### Short problem
Please return every line from the entries below that contains the word "plant".

╭─ Given information

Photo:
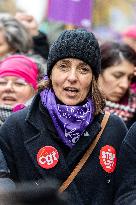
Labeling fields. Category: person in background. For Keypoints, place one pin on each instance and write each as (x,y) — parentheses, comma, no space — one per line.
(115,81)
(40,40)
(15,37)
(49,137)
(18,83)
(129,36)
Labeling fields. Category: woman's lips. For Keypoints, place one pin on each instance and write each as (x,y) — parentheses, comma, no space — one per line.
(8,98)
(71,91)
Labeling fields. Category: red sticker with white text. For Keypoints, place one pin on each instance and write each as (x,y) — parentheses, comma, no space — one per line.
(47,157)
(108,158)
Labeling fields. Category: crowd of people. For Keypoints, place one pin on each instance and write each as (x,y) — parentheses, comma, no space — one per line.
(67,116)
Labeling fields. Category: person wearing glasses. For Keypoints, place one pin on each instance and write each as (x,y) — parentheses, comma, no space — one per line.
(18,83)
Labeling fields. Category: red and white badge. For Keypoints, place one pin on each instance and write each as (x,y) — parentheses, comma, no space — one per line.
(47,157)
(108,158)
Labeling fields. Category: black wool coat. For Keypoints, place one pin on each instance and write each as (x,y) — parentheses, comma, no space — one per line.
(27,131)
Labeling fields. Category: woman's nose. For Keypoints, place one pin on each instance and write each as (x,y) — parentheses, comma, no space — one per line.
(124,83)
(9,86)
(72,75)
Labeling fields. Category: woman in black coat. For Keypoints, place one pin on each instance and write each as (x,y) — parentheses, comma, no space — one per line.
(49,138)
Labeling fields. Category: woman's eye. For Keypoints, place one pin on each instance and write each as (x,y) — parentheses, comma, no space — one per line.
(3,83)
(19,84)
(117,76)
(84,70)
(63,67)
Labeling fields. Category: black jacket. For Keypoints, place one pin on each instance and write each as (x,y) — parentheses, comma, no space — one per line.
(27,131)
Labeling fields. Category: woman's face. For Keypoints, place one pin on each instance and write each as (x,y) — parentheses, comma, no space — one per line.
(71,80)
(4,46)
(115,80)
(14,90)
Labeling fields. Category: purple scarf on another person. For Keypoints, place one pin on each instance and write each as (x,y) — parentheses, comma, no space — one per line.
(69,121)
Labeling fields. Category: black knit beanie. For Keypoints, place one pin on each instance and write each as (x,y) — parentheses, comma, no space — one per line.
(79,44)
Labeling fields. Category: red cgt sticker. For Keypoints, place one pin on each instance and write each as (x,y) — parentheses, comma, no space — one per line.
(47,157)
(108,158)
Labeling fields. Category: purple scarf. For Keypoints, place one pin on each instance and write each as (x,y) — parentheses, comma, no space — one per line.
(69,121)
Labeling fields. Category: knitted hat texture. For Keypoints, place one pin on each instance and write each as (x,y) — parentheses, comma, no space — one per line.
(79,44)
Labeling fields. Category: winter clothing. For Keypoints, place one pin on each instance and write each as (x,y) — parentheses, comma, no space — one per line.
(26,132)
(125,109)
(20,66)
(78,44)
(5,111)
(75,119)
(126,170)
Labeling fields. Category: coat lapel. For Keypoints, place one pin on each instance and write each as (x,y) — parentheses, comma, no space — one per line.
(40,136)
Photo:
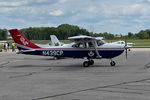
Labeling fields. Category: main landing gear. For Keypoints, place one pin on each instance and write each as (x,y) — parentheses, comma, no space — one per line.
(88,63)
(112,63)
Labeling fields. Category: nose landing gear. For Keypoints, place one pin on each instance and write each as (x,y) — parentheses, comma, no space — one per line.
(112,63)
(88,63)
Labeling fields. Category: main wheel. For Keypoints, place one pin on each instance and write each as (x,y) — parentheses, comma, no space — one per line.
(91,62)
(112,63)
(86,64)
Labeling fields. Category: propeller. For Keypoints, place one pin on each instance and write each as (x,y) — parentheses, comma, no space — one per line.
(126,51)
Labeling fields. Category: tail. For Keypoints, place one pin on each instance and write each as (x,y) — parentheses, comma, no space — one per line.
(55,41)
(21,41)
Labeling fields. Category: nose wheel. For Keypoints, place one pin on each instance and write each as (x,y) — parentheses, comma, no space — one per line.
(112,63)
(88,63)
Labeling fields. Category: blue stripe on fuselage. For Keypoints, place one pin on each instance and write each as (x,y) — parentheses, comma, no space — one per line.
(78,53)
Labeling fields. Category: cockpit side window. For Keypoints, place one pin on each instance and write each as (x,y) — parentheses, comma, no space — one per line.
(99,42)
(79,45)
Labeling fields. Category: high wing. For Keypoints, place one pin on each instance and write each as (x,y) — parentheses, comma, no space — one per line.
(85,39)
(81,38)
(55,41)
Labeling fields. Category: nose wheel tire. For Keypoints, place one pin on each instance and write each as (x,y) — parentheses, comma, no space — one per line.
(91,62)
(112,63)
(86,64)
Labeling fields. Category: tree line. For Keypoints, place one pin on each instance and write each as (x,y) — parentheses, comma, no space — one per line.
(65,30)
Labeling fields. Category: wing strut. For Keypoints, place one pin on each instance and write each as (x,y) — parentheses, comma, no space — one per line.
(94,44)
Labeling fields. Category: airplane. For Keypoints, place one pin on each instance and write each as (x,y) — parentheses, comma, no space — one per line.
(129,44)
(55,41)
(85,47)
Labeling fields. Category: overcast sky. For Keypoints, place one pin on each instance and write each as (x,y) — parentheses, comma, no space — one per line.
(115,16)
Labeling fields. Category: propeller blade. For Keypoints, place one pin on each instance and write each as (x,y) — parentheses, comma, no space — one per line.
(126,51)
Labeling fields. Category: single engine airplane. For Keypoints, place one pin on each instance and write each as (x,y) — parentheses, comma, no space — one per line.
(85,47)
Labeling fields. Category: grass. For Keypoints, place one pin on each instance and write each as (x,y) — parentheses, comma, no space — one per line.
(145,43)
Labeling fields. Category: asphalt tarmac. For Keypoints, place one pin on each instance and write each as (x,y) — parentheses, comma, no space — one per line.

╰─
╭─ Given information

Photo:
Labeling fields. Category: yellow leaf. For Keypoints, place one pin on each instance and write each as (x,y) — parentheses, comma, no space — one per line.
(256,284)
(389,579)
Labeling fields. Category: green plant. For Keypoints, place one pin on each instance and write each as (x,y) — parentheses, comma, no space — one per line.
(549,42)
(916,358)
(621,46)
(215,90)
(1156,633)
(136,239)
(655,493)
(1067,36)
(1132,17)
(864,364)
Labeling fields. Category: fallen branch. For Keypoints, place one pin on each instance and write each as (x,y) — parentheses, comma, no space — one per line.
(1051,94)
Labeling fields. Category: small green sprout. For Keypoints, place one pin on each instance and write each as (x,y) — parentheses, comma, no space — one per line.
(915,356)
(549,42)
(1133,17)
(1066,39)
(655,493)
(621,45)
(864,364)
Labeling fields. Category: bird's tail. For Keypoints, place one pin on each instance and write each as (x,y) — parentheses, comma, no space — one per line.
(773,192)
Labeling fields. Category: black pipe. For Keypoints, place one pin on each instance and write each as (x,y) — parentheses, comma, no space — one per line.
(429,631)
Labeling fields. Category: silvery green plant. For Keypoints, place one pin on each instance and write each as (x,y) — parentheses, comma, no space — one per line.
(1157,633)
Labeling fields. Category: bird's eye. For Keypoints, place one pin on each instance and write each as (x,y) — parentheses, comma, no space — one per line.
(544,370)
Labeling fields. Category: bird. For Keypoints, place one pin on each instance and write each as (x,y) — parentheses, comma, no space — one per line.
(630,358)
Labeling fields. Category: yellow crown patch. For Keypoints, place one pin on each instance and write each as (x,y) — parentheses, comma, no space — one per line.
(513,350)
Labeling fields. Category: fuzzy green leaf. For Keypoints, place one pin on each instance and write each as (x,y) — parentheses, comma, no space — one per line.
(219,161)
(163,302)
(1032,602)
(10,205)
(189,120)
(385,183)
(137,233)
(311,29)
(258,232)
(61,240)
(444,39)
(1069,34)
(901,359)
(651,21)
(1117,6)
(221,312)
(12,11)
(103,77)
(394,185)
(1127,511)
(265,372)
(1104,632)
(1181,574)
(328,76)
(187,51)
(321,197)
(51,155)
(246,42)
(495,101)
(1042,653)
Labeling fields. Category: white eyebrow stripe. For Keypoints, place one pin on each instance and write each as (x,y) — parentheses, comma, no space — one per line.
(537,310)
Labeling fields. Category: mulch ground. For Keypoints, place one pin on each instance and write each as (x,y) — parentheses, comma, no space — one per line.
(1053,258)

╰─

### Answer for this exercise
Labeling fields. Category: green plant. For Keypoints, place one pin on each instance and write each as (x,y) — parentheses, comma, no space — one per line.
Labeling fields. Category: silvery green plant. For Keypoints, place one pin on each instance and write each as (x,y) — parentheses, comma, no space — one per line.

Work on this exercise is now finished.